» Exercise aim
Answer these questions from the article on A4L's funding:
(a) How many data points has A4L's algorithm analyzed and manipulated in laboratory research?
(b) Where is A4L's U.S. subsidiary located?
(c) Whom did A4L hire as CEO?

Stealth machine learning startup raises $10M to develop a heart disease detection algorithm

Stealthy machine learning player A4L announced that it has raised CA$10 million ($7.1 million) to develop and test its algorithm for heart disease.

The Toronto-based company says that its proprietary variable extraction algorithm has analyzed and manipulated 2 billion data points in laboratory research, which was supported by the Southern Ontario Smart Computing Innovations Platform and the Ontario Centers of Excellence.

The data consists of "patient physiologic signals and clinical outcomes information to detect and assess specific diseases."

A4L has a U.S. subsidiary in Research Triangle Park, NC, where hardware development occurs.

The company aims to create noninvasive and cost effective diagnostic for several diseases.

To pull the feat off, the company has hired Don Crawford as CEO. He steered Sapheon to its takeover by Covidien, which is now Medtronic ($MDT). The company makes the FDA-approved VenaSeal system, a medical adhesive designed to close the great saphenous vein in patients with varicose veins and chronic venous insufficiency.

The exit resulted in up to $238 million paid to Sapheon investors and shareholders, according a to an A4L release. The company's valuation was not disclosed at the time of the deal announcement in August 2014, which was shortly after the announcement of the Medtronic-Covidien merger.

A4L has revealed few details about itself or the apparently oversubscribed financing round, which consisted of funding from private accredited investors.

A4L represents a new breed of diagnostics aspirants, who eschew the traditional molecular model for new-era approaches dominated by Big Data and artificial intelligence-based insights.

(Data items)

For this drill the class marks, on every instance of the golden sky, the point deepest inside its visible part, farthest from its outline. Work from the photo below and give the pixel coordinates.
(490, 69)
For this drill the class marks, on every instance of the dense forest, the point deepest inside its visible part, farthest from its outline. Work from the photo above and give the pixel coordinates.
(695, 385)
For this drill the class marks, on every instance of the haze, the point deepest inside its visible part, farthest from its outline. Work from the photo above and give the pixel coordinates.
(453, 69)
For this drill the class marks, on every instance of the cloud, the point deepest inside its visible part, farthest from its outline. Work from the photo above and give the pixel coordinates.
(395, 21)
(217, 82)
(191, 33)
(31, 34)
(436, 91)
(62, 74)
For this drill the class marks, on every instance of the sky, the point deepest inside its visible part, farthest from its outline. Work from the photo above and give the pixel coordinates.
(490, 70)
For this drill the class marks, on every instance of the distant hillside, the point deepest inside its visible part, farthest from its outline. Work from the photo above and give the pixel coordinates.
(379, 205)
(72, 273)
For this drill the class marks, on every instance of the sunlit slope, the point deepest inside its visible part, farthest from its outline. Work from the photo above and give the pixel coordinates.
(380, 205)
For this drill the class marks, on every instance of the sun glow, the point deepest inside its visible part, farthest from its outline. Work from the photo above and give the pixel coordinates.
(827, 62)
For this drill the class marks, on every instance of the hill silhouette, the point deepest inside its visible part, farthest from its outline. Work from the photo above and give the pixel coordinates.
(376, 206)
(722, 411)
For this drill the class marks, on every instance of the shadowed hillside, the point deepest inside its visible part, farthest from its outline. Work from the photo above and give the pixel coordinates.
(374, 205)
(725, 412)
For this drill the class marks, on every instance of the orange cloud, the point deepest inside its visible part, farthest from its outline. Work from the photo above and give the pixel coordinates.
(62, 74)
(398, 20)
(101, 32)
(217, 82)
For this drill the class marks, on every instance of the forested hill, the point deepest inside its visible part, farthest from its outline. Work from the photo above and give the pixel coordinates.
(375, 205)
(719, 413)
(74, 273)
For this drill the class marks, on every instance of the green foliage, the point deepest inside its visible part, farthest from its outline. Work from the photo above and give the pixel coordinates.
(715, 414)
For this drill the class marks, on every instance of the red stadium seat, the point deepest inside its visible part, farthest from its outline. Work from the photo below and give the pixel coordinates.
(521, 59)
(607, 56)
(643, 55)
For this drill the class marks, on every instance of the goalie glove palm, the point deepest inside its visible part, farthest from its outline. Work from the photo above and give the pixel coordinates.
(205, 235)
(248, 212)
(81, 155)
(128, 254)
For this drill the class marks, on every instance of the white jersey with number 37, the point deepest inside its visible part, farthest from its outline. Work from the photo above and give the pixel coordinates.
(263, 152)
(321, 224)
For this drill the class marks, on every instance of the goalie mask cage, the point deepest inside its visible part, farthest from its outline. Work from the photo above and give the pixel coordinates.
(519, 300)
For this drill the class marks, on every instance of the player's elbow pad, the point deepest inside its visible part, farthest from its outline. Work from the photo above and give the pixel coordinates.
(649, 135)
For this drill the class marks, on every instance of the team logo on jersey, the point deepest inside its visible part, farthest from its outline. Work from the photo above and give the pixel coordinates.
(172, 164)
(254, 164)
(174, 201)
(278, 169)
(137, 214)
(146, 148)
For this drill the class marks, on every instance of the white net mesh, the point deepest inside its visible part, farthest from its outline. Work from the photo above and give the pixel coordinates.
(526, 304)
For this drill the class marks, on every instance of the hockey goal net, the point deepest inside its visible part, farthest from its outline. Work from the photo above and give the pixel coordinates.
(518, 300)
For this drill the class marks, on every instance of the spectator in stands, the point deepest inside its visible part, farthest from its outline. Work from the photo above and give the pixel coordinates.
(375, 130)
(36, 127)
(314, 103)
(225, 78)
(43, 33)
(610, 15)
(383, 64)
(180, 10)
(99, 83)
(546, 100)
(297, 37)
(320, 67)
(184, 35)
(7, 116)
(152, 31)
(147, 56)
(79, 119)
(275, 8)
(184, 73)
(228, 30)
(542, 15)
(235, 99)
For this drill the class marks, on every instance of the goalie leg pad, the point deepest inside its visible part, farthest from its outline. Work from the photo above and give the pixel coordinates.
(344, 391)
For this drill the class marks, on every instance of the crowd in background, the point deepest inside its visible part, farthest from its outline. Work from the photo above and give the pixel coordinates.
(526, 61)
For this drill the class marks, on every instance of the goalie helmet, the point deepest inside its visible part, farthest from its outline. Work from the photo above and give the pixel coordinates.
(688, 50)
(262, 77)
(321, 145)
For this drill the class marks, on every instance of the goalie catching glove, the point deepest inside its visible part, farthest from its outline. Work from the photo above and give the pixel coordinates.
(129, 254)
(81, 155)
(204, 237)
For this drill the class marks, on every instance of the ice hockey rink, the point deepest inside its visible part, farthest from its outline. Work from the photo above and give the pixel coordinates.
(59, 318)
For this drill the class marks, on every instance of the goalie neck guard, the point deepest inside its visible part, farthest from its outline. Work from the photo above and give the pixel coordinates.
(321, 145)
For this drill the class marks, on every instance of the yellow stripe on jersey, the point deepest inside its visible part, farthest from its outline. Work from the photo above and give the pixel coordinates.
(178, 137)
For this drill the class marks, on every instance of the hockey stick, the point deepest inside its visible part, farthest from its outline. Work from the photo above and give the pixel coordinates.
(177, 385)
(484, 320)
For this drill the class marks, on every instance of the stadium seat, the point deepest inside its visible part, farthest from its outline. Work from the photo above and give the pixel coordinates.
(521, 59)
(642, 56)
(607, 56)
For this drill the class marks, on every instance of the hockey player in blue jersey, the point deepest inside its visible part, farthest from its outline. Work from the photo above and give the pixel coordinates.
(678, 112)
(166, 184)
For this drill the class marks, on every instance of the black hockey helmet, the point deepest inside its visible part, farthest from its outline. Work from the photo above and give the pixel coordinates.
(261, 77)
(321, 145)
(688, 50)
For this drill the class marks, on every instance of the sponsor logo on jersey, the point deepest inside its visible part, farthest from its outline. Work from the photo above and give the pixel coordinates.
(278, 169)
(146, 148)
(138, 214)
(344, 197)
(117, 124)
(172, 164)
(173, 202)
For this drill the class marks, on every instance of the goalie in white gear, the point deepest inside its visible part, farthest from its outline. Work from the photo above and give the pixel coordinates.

» Expected answer
(a) 2 billion
(b) Research Triangle Park, NC
(c) Don Crawford